• [やること]: 『この世界の片隅に』の見どころを紹介する文章によると、この作品に童話のようなエピソードや可愛らしい描写が多く出てくるのはなぜですか。文章に書かれている理由を1〜3文で説明してください。

戦争が続き、あらゆる物資が減っていく中で、すずは生活の知恵を絞って、工夫しながら毎日を大切に生きていきます。しかし激化した戦争は、大切にしていたものを次々と奪っていくのでした。そして終戦を迎えたとき、彼女の胸にある強い思いが芽生えて…。



『この世界の片隅に』見どころ

戦前戦後の話で、平凡な人々の生活を描いていると聞くと、「退屈そう」と思う人もいるかもしれません。しかしこの作品には、観る人を飽きさせないような工夫や魅力がたくさんあります。

ヒロインは絵が上手な夢想家の少女。そのため本人の想像力を基にした、童話のようなエピソードや可愛らしい描写が多く出てきます。だからこそ、作品が持つ特徴のひとつである、"テンポの良さ"も活きてきます。

ドジなすずの思わず笑ってしまう失敗やハプニング、旦那さんとの恋愛にドキドキするラブコメ要素など、平凡な展開で退屈してしまうなどという隙はありません。加えて、戦争が激化していく中、残酷で激しい描写が始まると、恐怖と切なさで胸をぎゅっと締めつけられるという、とても振り幅の大きい感動を味わうことができるのです。

クラウドファンディングで圧倒的人気!

元々この作品の映画化プロジェクトは、クラウドファンディングでスタートしました。

実は原作『この世界の片隅に』に加え、片渕監督の前作『マイマイ新子と千年の魔法(2009年)』も知る人ぞ知るスマッシュヒットの人気作品です。そして両作品とも「文化庁メディア芸術祭アニメーション部門」で優秀賞を受賞しているのです。

すでに多くのファンを獲得し注目を浴びていた2人、漫画家・こうの史代と片渕監督。彼らがコラボする新作を支えたいというサポーターは3,000人を超え、4千万円近い制作資金が集まりました。また、作品制作の賛同者が集まったのも異例のスピードだったんだとか!

• [提供データ]:
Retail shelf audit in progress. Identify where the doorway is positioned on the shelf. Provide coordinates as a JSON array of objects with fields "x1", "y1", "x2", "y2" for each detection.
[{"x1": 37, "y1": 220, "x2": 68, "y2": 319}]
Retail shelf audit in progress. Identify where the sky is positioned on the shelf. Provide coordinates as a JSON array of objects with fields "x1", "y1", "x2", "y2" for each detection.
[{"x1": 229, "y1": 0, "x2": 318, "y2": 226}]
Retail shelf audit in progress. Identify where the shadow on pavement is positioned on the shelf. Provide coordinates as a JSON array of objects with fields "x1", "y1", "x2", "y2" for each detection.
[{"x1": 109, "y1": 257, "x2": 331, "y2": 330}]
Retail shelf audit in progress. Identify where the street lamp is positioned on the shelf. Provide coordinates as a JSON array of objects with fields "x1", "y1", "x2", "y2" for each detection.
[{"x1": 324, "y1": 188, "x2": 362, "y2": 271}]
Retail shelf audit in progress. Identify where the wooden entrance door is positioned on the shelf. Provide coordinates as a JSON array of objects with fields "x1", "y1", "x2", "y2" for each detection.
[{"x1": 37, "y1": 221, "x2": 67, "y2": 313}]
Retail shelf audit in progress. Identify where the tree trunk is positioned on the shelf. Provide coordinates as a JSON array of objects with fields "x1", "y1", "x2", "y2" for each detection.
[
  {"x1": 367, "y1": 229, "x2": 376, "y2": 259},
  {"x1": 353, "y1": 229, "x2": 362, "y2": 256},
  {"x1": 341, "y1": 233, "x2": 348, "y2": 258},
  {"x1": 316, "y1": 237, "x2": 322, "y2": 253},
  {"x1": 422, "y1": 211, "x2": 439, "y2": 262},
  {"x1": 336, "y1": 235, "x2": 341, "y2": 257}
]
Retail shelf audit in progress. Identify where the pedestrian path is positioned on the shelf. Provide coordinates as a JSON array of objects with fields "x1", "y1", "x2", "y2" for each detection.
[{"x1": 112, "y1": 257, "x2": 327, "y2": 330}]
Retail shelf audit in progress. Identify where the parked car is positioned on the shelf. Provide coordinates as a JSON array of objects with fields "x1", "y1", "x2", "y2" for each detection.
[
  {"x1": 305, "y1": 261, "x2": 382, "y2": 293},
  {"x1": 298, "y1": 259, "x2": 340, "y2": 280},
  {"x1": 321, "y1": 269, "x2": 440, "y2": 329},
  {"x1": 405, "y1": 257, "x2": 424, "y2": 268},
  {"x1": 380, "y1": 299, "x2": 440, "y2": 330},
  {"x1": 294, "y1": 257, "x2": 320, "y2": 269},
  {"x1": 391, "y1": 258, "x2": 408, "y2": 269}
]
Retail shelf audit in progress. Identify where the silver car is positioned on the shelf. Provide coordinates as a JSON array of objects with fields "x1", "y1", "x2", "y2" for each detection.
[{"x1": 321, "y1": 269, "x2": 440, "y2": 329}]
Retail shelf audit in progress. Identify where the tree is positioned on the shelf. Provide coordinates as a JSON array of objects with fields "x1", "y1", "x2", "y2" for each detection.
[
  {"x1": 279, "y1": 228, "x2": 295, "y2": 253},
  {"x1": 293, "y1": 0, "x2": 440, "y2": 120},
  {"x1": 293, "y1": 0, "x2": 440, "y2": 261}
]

• [回答全文]: ヒロインが絵の上手な夢想家の少女だからです。話が本人の想像力を基にしているため、童話のようなエピソードや可愛らしい描写が多くなります。